Work instructions:
Pictures do not belong in the copy, so please give every entry below again exactly.

Data for processing:
------------------------------------------------
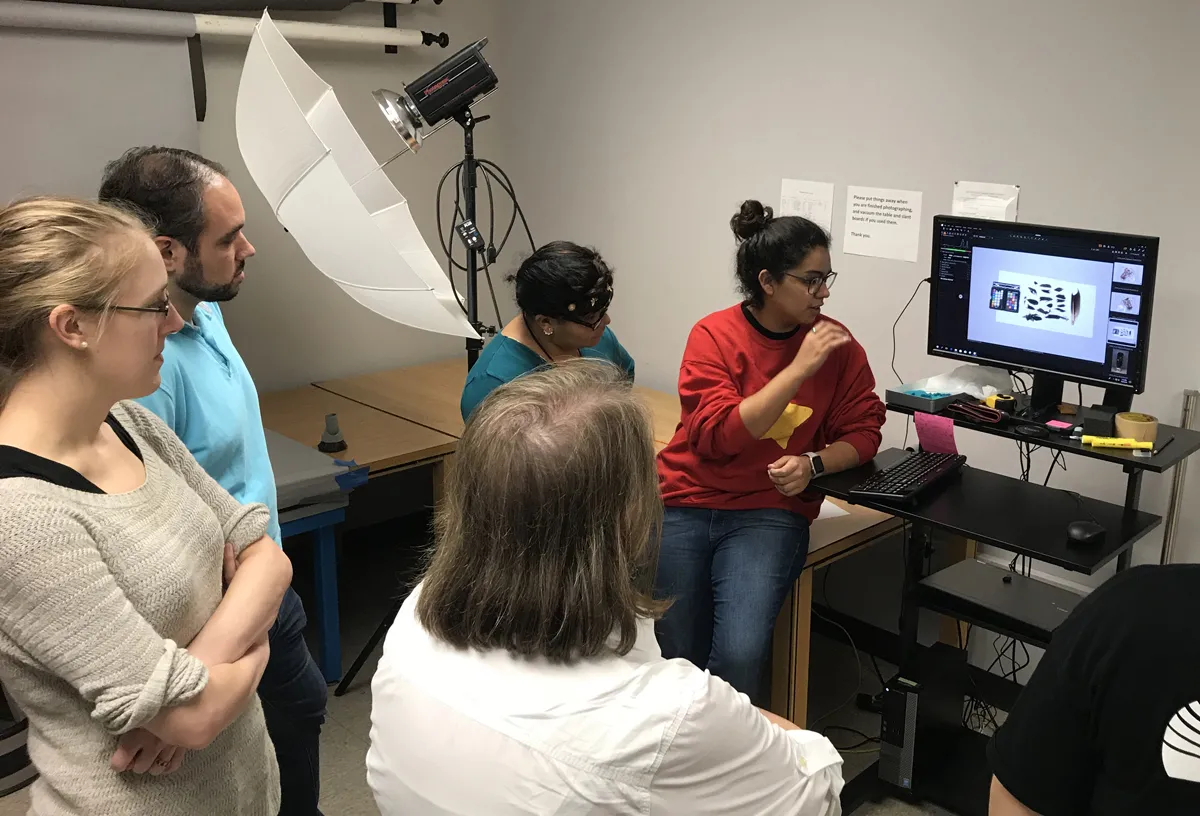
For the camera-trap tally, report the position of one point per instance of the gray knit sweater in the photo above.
(99, 594)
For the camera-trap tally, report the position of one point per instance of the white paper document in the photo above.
(831, 510)
(982, 199)
(809, 199)
(882, 223)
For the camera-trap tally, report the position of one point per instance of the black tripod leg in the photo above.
(381, 630)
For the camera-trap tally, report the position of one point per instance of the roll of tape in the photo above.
(1141, 427)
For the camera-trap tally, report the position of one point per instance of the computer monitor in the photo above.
(1061, 304)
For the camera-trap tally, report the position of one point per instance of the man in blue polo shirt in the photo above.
(210, 401)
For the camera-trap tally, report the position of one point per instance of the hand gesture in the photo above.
(791, 474)
(823, 339)
(141, 751)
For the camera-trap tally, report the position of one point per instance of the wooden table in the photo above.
(429, 395)
(426, 395)
(829, 540)
(376, 439)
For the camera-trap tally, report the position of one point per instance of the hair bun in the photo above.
(750, 219)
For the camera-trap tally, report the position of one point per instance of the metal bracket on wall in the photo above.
(199, 88)
(427, 37)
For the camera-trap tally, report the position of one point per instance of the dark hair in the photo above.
(166, 184)
(773, 244)
(563, 280)
(547, 539)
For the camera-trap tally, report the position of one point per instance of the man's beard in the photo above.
(192, 281)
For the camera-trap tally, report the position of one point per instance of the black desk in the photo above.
(1019, 516)
(1185, 444)
(1015, 515)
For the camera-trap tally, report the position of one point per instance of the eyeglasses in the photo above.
(589, 324)
(161, 310)
(815, 282)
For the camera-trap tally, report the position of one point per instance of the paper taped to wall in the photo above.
(882, 223)
(809, 199)
(982, 199)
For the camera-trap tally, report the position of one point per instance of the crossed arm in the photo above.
(233, 647)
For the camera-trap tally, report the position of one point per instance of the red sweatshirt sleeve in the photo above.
(857, 413)
(709, 400)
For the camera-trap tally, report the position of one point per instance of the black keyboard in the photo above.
(907, 478)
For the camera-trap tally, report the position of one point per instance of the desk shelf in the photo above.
(997, 599)
(1185, 443)
(1019, 516)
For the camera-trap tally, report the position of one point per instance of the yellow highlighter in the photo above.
(1116, 442)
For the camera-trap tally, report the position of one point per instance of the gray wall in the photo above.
(639, 127)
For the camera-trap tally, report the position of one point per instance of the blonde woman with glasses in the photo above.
(522, 675)
(135, 593)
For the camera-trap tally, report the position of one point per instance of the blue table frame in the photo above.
(324, 557)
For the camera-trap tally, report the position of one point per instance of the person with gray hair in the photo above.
(522, 675)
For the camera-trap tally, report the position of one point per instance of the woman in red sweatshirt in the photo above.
(774, 394)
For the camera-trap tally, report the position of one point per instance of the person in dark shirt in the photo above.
(1110, 721)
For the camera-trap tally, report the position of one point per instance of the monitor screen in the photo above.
(1045, 299)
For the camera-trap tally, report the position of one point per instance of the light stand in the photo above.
(432, 100)
(469, 232)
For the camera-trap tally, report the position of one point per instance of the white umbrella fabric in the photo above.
(329, 192)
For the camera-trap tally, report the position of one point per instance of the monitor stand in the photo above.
(1047, 396)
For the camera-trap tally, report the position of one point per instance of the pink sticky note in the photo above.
(935, 433)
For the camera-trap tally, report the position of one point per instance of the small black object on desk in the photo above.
(331, 439)
(1085, 534)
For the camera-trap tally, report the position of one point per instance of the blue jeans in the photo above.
(294, 694)
(729, 573)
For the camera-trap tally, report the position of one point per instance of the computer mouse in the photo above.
(1085, 534)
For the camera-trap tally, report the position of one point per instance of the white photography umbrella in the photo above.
(329, 192)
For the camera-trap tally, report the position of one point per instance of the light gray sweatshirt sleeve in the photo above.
(61, 610)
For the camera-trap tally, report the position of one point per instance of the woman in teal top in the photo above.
(563, 292)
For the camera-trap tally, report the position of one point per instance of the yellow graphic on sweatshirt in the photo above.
(792, 418)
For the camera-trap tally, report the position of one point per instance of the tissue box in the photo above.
(903, 399)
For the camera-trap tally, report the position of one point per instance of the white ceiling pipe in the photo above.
(108, 19)
(241, 28)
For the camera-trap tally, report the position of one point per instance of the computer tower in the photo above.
(898, 732)
(922, 732)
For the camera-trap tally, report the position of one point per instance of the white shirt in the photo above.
(469, 732)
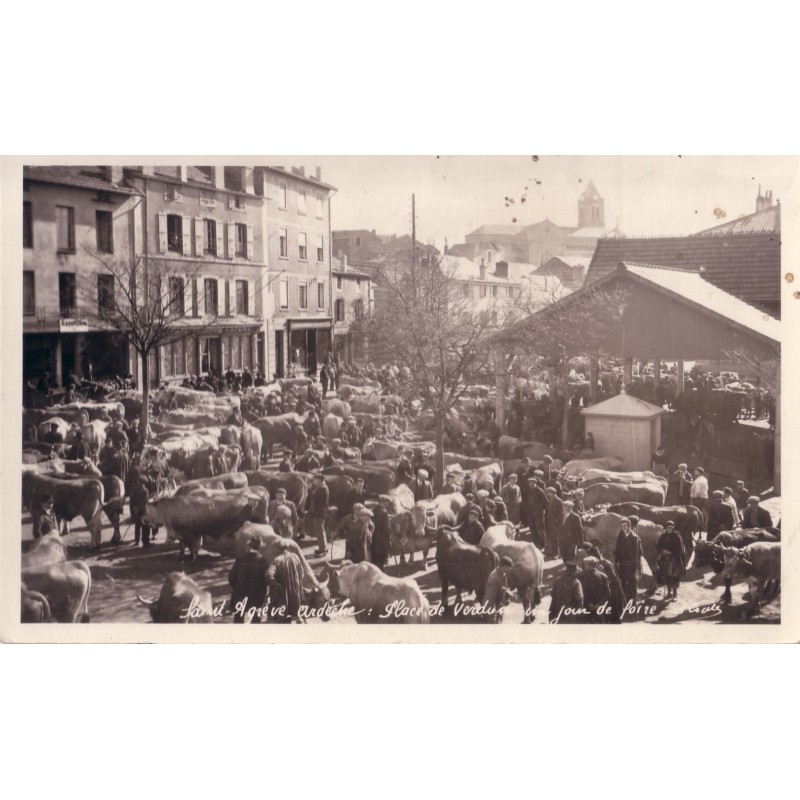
------------------------------------------------
Completed task:
For the camera-trap tally, report the position of one point per instance of the gray knit sweater in the photo above.
(99, 594)
For the camera-trap tally, report the position of one point per instance of the white paper document in the photo above.
(831, 510)
(982, 199)
(809, 199)
(882, 223)
For the camera-trap tally, report the position of one point per instance of the black tripod leg in the photo above.
(381, 630)
For the camera-trap tally, report the position of one point per instance of the roll of tape in the photo above.
(1141, 427)
For the camera-trap tally, report the position of one point per instance of the computer monitor in the photo above.
(1061, 304)
For the camera-trap tally, report the position of one point per instance of the man in blue polo shirt in the photo above.
(210, 401)
For the camera-trap tally, report the position of one point per instance of the hand gesture in the photo above.
(791, 474)
(823, 339)
(141, 751)
For the camera-trap tally, report the position of one point per instance of the wooden table in the photo above.
(429, 395)
(426, 395)
(829, 540)
(376, 439)
For the camera-trap tally, report the position of one point per instance of the hair bun in the photo above.
(750, 219)
For the camera-trap tally, report the position of one point per instance of the metal bracket on wall in the photo above.
(199, 88)
(427, 37)
For the camera-trap tally, report the position of one point per instance of the dark hair in the photo above.
(166, 184)
(773, 244)
(563, 280)
(547, 539)
For the camera-trap tally, report the position of one point per instance of the man's beard in the photo above.
(192, 281)
For the camera-trap tally, report the position of one point per instance of the black desk in the photo above.
(1019, 516)
(1185, 444)
(1015, 515)
For the camera-trap tally, report the position of one point per instance of the eyeglasses in the photo above.
(589, 324)
(161, 310)
(815, 282)
For the camera-trap tally, report the position of one point per instance of the paper taped to wall in the photo above.
(882, 223)
(809, 199)
(982, 199)
For the camera-trap tally, report the position of one point per instance of the crossed arm in the photo above.
(233, 647)
For the camera-trap tally, report the position of one point per instance of the red sweatshirt sleeve in the photo above.
(857, 413)
(709, 400)
For the camera-trap tally, report the position of one point per instance of the black keyboard in the photo above.
(907, 478)
For the camera-trap tally, report the position of one point per instance of the desk shelf in the photo above.
(997, 599)
(1185, 443)
(1019, 516)
For the camera-trap tally, report the position of one point per instance of the yellow highlighter in the photo above.
(1116, 442)
For the camera-trap tally, report the position of one point per instance of the gray wall in the photo above.
(639, 127)
For the camera-trap tally, report the position of one point per instance of the blonde woman with glasses in the photo above.
(522, 675)
(135, 593)
For the camera-trap tally, report the position of one point per instance of the blue table frame in the photo above.
(324, 557)
For the camera-trap tally, report the position of one point per instance of the person with gray hair in the photo above.
(522, 675)
For the camera-trap tally, report the position of one point per instance of the woman in red sweatshirt in the photo above.
(774, 394)
For the camera-trap tally, report the position of one point per instance of the person in dark shirt in the photo above.
(1110, 721)
For the camera-trap tally, report the position of one point per instance of the monitor screen in the photo above.
(1045, 299)
For the camera-trap tally, report the position of one point per instance of the light stand in the photo above.
(432, 100)
(469, 232)
For the camera-trap tally, report the position of one point per instance of the white umbrella fabric in the photo above.
(329, 192)
For the camera-trap tally, report the position of one point per instance of the monitor stand in the photo above.
(1047, 396)
For the camera-trap tally, report the position of one point per instance of the pink sticky note in the photo above.
(935, 433)
For the camera-trap tally, report the position of one point per instance of the small black object on desk in the photo above.
(331, 439)
(1085, 534)
For the camera-trap tally, report the position of one point per instance of the blue jeans in the photo above.
(294, 694)
(729, 573)
For the camera-trap tally, report the position of one point per instance of the computer mouse in the photo above.
(1085, 534)
For the camera-trap tally, report the position of one point per instance of the white photography umbrella in the photo above.
(329, 192)
For the camera-trap tally, report the position of one point per instance of the light gray sweatshirt sleeve in the photo above.
(61, 610)
For the camera-trap tally, report the position of one point per instance of the woman in teal top in the photo above.
(563, 292)
For the camera-trap tally, report the position of one point per instance of the yellow graphic on sweatshirt in the photo above.
(792, 418)
For the camera-trap tally, report the position of one point per instance of the tissue box in the photo above.
(903, 399)
For the camera-trap tally, report the position of one point per instance of the white ceiling pipe in the photo above.
(108, 19)
(241, 28)
For the camera-trap tally, report the position of one point per instance of the computer tower in the photo above.
(898, 732)
(922, 732)
For the camera-trap tally, report the position of one point per instance of the white shirt in the photo above.
(469, 732)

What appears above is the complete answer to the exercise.